start Extract
From there it was a pleasant stroll over the frozen fields to Llangynidr. Quite an unusual feeling to walk on firm ground rather than the boggy muddy mess of the previous few months

Tor y Foel, Llangynidr

Tor y Foel from Llangynidr

From Llangynidr it was onto the Monmouthshire a Brecon Canal. There were a few boats docked below the locks seemingly in for repair ready for the new season. Other than that there wasn’t a soul around so it was a very easy-going stroll along the banks of the semi-frozen canal.
end Extract
Exercise brief> In the walk account, where were the few boats docked, and why did they seem to be there?
start Entries shown
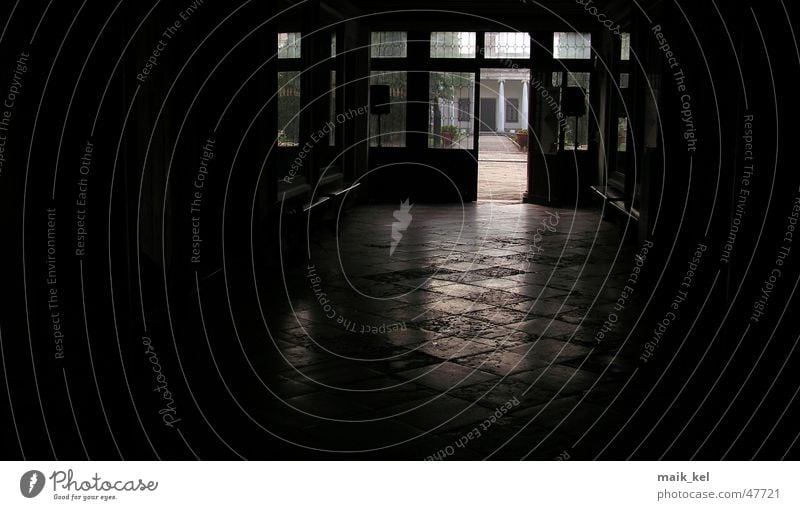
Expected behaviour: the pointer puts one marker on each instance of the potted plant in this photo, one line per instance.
(450, 134)
(522, 138)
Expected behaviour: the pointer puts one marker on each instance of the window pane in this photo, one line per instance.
(453, 45)
(452, 108)
(289, 45)
(622, 134)
(571, 45)
(389, 44)
(390, 129)
(288, 108)
(332, 110)
(625, 51)
(507, 45)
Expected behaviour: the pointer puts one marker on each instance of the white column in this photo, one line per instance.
(523, 109)
(501, 106)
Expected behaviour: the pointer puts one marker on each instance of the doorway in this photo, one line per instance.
(488, 109)
(502, 148)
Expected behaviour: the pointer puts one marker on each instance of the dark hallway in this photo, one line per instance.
(398, 230)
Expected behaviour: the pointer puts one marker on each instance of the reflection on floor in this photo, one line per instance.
(471, 336)
(502, 169)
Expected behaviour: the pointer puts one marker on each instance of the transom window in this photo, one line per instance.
(289, 45)
(572, 45)
(507, 45)
(389, 45)
(453, 45)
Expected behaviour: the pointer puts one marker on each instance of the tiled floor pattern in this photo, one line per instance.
(477, 311)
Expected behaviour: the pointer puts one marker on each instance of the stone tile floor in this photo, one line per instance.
(478, 311)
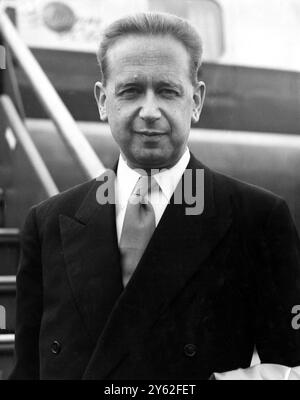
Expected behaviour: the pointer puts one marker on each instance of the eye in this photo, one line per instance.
(129, 91)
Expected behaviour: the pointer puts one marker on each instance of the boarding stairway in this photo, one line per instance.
(25, 178)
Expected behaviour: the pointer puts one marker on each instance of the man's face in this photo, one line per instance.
(149, 100)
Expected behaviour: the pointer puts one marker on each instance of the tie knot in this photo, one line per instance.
(145, 185)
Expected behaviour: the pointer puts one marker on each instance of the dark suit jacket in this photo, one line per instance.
(207, 289)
end Entries shown
Response for this exercise> They were docked below the locks, seemingly in for repair ready for the new season.